Images should be left out, and everything else in the listing reproduced exactly.

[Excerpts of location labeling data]
==========

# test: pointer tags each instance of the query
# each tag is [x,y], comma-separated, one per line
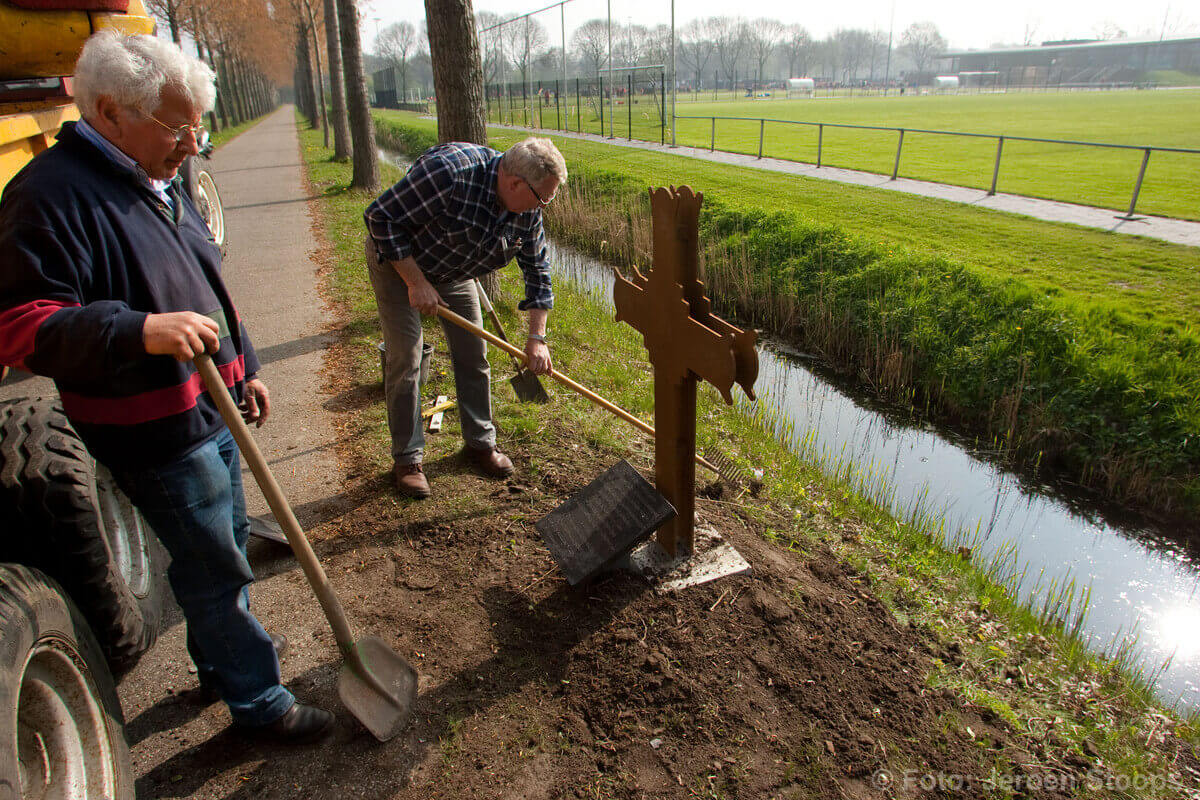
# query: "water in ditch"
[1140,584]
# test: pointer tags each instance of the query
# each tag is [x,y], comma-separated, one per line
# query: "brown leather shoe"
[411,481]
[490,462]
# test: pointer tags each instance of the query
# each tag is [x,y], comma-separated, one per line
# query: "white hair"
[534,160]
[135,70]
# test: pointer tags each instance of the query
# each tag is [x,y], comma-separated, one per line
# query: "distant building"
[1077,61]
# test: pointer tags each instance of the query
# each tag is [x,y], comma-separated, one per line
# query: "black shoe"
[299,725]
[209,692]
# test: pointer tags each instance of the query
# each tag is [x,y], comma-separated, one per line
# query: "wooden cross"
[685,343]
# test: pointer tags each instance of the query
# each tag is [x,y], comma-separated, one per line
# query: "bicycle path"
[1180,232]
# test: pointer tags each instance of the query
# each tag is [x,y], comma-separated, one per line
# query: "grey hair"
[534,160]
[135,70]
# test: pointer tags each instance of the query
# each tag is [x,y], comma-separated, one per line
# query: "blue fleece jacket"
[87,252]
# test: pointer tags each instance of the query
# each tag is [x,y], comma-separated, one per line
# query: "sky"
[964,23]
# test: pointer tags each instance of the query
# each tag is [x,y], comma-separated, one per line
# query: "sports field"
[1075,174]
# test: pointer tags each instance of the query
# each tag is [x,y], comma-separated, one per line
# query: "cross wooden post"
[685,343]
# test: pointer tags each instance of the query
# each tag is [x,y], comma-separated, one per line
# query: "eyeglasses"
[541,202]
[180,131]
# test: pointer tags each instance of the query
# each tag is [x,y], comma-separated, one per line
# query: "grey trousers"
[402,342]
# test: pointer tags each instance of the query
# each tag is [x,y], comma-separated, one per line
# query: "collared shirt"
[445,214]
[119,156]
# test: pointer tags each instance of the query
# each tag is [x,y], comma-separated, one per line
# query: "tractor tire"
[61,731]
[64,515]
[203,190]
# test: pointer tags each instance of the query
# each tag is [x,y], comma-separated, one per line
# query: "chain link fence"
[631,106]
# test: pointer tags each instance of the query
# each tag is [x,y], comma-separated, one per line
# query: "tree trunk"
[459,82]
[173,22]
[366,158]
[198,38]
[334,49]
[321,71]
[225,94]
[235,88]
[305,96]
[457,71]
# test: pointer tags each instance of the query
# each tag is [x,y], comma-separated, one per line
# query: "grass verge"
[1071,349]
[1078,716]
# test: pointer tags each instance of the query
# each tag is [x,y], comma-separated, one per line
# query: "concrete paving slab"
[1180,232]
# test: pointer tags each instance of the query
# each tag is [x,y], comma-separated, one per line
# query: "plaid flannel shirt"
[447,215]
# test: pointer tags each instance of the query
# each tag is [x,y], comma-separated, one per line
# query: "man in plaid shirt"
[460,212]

==========

RESPONSE TO THIS TASK:
# test: pointer tags each instance of the query
# each tag is [x,y], comma-separated, one per line
# query: "water in ditch"
[1140,584]
# test: pointer tags each instance of the query
# each tag is [x,y], comma-separated, one per line
# query: "brown leather shoe"
[411,481]
[490,462]
# test: pointer tags each instance of the query
# each tag is [x,y], comma-separated, one per line
# query: "white hair"
[534,160]
[135,70]
# test: pointer tags each instance of the query
# each tag is [x,y], comma-separated, one per line
# query: "distant building"
[1077,61]
# test: pointer tags each instance of the query
# each tag is [x,y], comma-separated, one per line
# query: "black shoe"
[299,725]
[209,692]
# test: pointer tags each instance of the query
# each tag is [x,y], comma-separated, one per line
# query: "wooden cross"
[685,343]
# test: pointer tags each instance of the query
# each tag is [x,y], comma-separated, one per line
# query: "bicycle path"
[1180,232]
# test: pointer tags each instance of the query
# each tag is [x,y], comma-separated, one per line
# query: "grey hair"
[534,160]
[135,70]
# test: pointer tags each instance of the query
# each tag is [x,y], comma-separated, one per line
# query: "blue fleece jacket"
[87,252]
# test: pointer tags each instance of the query
# each tag is [x,y], comma-separated, one per line
# query: "sky"
[964,23]
# test: pointer tags each instance of the query
# each tag is [x,y], comma-separated, one per line
# query: "sports field"
[1075,174]
# test: pointer tags each instance of the query
# each tag is [x,y], comma-separated, one per line
# query: "cross wooden post"
[685,343]
# test: pointer tags each instance of the query
# each tag is [x,y], comma-separated, one per line
# query: "eyeglasses"
[541,202]
[180,131]
# test: pointer tags each instance of the query
# each tag is [x,y], comma-separated, one per line
# query: "grey trousers"
[402,342]
# test: pointer tags each instance of the query
# each tag is [x,y], comma-separated, one per line
# query: "collared shirt"
[445,214]
[119,156]
# test: pointer tags each instance of the query
# each tag is [x,y], comma-separated, one per line
# query: "tractor tire"
[61,731]
[64,515]
[203,190]
# test: pointer tags each instance of the query
# each tag is [x,y], comma-separated, one per line
# query: "chain link fence"
[631,106]
# test: pointer tags each instance of the query
# each tag is [x,y], comma-separated, one per line
# query: "tree trunk"
[459,82]
[173,22]
[366,158]
[198,38]
[334,49]
[321,71]
[225,94]
[235,88]
[305,96]
[457,71]
# test: pointer tags each instance of the query
# each tag is [x,y], comma-separated, one per line
# query: "grass verge"
[1071,349]
[1078,716]
# test: pointer tags each instance of the query
# each tag is [x,y], comma-separated, one per line
# query: "concrete paving slab"
[1180,232]
# test: pointer tags each instance of the query
# each tag is [x,y], comma-separated, one per line
# query: "plaid flannel shirt"
[447,215]
# test: pointer tags each instance of the query
# each tag is [x,y], comma-separated, one per line
# query: "man in plaid shirt"
[460,212]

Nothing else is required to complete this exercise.